Reproduce verbatim the part of the passage below on a substituted name and an arbitrary number that opens with the words containing "Since this first" and closes with "themselves to report.".
[PROVIDED TEXT — start]
This slight incident found its unexpected continuation many years later. While discussing in a lecture the long-since published history of the girl called Dora it occurred to me that one of my two women pupils had the very name Dora which I was obliged to utter so often in the different associations of the case. I turned to the young student, whom I knew personally, with the apology that I had really not thought that she bore the same name, and that I was ready to substitute it in my lecture by another name.

I was now confronted with the task of rapidly choosing another name, and reflected that I must not now choose the first name of the other woman student, and so set a poor example to the class, who were already quite conversant with psychoanalysis. I was therefore well pleased when the name “Erna” occurred to me as the substitute for Dora, and Erna I used in the discourse. After the lecture I asked myself whence the name “Erna” could possibly have originated, and had to laugh as I observed that the feared possibility in the choice of the substitutive name had come to pass, in part at least. The other lady’s family name was Lucerna, of which Erna was a part.

In a letter to a friend I informed him that I had finished reading the proof-sheets of The Interpretation of Dreams, and that I did not intend to make any further changes in it, “even if it contained 2,467 mistakes.” I immediately attempted to explain to myself the number, and added this little analysis as a postscript to the letter. It will be best to quote it now as I wrote it when I caught myself in this transaction:—

“I will add hastily another contribution to the Psychopathology of Everyday Life. You will find in the letter the number 2,467 as a jocose and arbitrary estimation of the number of errors that may be found in the dream-book. I meant to write: no matter how large the number might be, and this one presented itself. But there is nothing arbitrary or undetermined in the psychic life. You will therefore rightly suppose that the unconscious hastened to determine the number which was liberated by consciousness. Just previous to this I had read in the paper that General E. M. had been retired as Inspector-General of Ordnance. You must know that I am interested in this man. While I was serving as military medical student he, then a colonel, once came into the hospital and said to the physician: ‘You must make me well in eight days, as I have some work to do for which the Emperor is waiting.’

“At that time I decided to follow this man’s career, and just think, to-day (1899) he is at the end of it—Inspector-General of Ordnance and already retired. I wished to figure out in what time he had covered this road, and assumed that I had seen him in the hospital in 1882. That would make 17 years. I related this to my wife, and she remarked, ‘Then you, too, should be retired.’ And I protested, ‘The Lord forbid!’ After this conversation I seated myself at the table to write to you. The previous train of thought continued, and for good reason. The figuring was incorrect; I had a definite recollection of the circumstances in my mind. I had celebrated my coming of age, my 24th birthday, in the military prison (for being absent without permission). Therefore I must have seen him in 1880, which makes it 19 years ago. You then have the number 24 in 2,467! Now take the number that represents my age, 43, and add 24 years to it and you get 67! That is, to the question whether I wished to retire I had expressed the wish to work 24 years more. Obviously I am annoyed that in the interval during which I followed Colonel M. I have not accomplished much myself, and still there is a sort of triumph in the fact that he is already finished, while I still have all before me. Thus we may justly say that not even the unintentionally thrown-out number 2,467 lacks its determination from the unconscious.”

Since this first example of the interpretation of an apparently arbitrary choice of a number I have repeated a similar test with the same result; but most cases are of such intimate content that they do not lend themselves to report.
[PROVIDED TEXT — finish]
[SOURCE DATA — start]
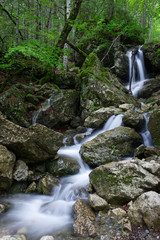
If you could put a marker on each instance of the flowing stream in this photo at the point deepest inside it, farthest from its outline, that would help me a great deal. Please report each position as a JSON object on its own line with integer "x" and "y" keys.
{"x": 41, "y": 214}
[SOURCE DATA — finish]
- **WRITTEN ANSWER**:
Since this first example of the interpretation of an apparently arbitrary choice of a number I have repeated a similar test with the same result; but most cases are of such intimate content that they do not lend themselves to report.